**GOAL OF THE EXERCISE**. Could you set down every entry exactly as it appears?
┄┄┄┄┄┄┄┄┄┄
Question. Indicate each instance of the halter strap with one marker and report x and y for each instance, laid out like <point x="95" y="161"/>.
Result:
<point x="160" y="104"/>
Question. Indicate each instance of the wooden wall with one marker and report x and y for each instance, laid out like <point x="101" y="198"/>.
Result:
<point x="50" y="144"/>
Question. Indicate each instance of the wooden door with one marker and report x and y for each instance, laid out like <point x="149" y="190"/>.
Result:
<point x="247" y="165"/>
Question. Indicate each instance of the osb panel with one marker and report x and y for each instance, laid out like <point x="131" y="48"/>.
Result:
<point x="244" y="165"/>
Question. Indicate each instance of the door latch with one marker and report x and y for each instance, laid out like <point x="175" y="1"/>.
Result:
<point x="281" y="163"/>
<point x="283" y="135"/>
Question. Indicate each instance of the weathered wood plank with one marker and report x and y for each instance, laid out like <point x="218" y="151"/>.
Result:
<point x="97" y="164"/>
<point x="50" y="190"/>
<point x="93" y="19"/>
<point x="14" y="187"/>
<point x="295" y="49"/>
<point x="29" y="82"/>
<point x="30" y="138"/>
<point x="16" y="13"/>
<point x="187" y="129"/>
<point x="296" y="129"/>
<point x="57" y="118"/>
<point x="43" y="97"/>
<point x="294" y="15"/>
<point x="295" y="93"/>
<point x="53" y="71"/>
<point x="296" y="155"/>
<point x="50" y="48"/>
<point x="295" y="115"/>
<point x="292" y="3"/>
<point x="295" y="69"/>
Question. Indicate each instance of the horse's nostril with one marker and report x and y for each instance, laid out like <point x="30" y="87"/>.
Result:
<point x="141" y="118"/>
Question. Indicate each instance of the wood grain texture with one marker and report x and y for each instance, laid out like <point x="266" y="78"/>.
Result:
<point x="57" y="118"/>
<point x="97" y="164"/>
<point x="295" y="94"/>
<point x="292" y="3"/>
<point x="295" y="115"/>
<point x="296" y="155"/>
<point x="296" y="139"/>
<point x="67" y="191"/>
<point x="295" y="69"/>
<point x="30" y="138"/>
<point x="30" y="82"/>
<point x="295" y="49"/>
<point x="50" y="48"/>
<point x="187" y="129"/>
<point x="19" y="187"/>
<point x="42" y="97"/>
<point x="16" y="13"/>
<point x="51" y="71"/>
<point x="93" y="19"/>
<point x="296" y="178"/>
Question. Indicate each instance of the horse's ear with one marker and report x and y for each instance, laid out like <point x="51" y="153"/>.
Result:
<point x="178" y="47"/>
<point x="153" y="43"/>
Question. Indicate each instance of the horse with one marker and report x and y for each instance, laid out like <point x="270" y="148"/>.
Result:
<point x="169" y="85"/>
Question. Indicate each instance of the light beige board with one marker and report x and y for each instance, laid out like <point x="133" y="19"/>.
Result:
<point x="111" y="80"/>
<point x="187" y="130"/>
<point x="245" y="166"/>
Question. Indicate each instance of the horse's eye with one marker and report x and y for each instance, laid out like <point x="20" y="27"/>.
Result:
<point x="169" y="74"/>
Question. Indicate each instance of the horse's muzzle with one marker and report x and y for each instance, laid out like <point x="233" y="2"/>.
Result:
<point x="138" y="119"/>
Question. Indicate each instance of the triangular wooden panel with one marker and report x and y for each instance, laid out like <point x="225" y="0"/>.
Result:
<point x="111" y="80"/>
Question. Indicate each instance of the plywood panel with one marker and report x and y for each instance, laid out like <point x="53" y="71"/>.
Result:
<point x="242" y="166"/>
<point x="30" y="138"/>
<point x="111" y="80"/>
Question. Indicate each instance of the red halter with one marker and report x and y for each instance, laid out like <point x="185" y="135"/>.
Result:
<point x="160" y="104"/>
┄┄┄┄┄┄┄┄┄┄
**TASK SOLUTION**.
Question. Indicate each instance of the halter strap with one marker and report x and y for each instance, laid out like <point x="95" y="161"/>.
Result:
<point x="160" y="104"/>
Question. Indicate each instance of the wooden wall with one marker and report x and y for each instance, laid out like <point x="101" y="198"/>.
Result:
<point x="50" y="144"/>
Question. Indicate each instance of the wooden door with one marker and report x and y for each instance, laid out like <point x="149" y="190"/>.
Result:
<point x="247" y="165"/>
Question. Indicate each instance of the osb panel with one marker and report x and y for each instance, laid out like <point x="131" y="48"/>.
Result:
<point x="244" y="165"/>
Question. Indicate each instance of the door latch with one marker and report x and y for each instance, laid out like <point x="175" y="1"/>.
Result:
<point x="281" y="163"/>
<point x="283" y="135"/>
Question. Indicate each instance of the weathered wood plank with one marker and report x and y for each instance, laid out like <point x="218" y="151"/>.
Result:
<point x="97" y="164"/>
<point x="50" y="190"/>
<point x="93" y="19"/>
<point x="14" y="187"/>
<point x="295" y="49"/>
<point x="29" y="82"/>
<point x="30" y="138"/>
<point x="16" y="13"/>
<point x="187" y="129"/>
<point x="296" y="129"/>
<point x="57" y="118"/>
<point x="43" y="97"/>
<point x="294" y="15"/>
<point x="295" y="93"/>
<point x="53" y="71"/>
<point x="296" y="155"/>
<point x="50" y="48"/>
<point x="295" y="115"/>
<point x="292" y="3"/>
<point x="295" y="69"/>
Question. Indicate each instance of the horse's nostril with one marker and report x and y for each instance, laid out like <point x="30" y="87"/>.
Result:
<point x="141" y="118"/>
Question. Indicate each instance of the wood grain texture with one marker and report x and y for each instance, laid out like <point x="266" y="78"/>.
Result:
<point x="57" y="118"/>
<point x="97" y="164"/>
<point x="295" y="94"/>
<point x="292" y="3"/>
<point x="295" y="115"/>
<point x="296" y="155"/>
<point x="296" y="139"/>
<point x="67" y="191"/>
<point x="295" y="69"/>
<point x="30" y="138"/>
<point x="30" y="82"/>
<point x="295" y="49"/>
<point x="50" y="48"/>
<point x="187" y="129"/>
<point x="19" y="187"/>
<point x="42" y="97"/>
<point x="16" y="13"/>
<point x="51" y="71"/>
<point x="93" y="19"/>
<point x="296" y="178"/>
Question. Indicate each instance of the horse's ear with one marker and report x and y for each instance, laid out like <point x="51" y="153"/>.
Result:
<point x="178" y="47"/>
<point x="153" y="43"/>
Question. Indicate each instance of the horse with one marker and report x and y for each instance, laid out like <point x="270" y="148"/>.
Result:
<point x="169" y="85"/>
Question. Indicate each instance of the light beige board with one marker and report x and y for each instance, laid out like <point x="133" y="19"/>.
Result:
<point x="111" y="80"/>
<point x="187" y="130"/>
<point x="245" y="166"/>
Question. Indicate each instance of the horse's eye with one marker and report x and y for each instance, laid out like <point x="20" y="27"/>.
Result:
<point x="169" y="74"/>
Question. Indicate each instance of the horse's muzzle with one marker and report x and y for each instance, laid out like <point x="233" y="2"/>.
Result:
<point x="138" y="119"/>
Question. Indicate each instance of the triangular wooden panel with one marker and report x and y for each instance, laid out like <point x="225" y="0"/>.
Result:
<point x="111" y="80"/>
Question. Indicate each instance of the plywood panel with one marker and report x and y for each instance, laid out like <point x="53" y="71"/>.
Result:
<point x="242" y="166"/>
<point x="30" y="138"/>
<point x="111" y="80"/>
Question. Indicate each instance of the red halter with one marker and report x and y for each instance, laid out like <point x="185" y="135"/>.
Result:
<point x="160" y="104"/>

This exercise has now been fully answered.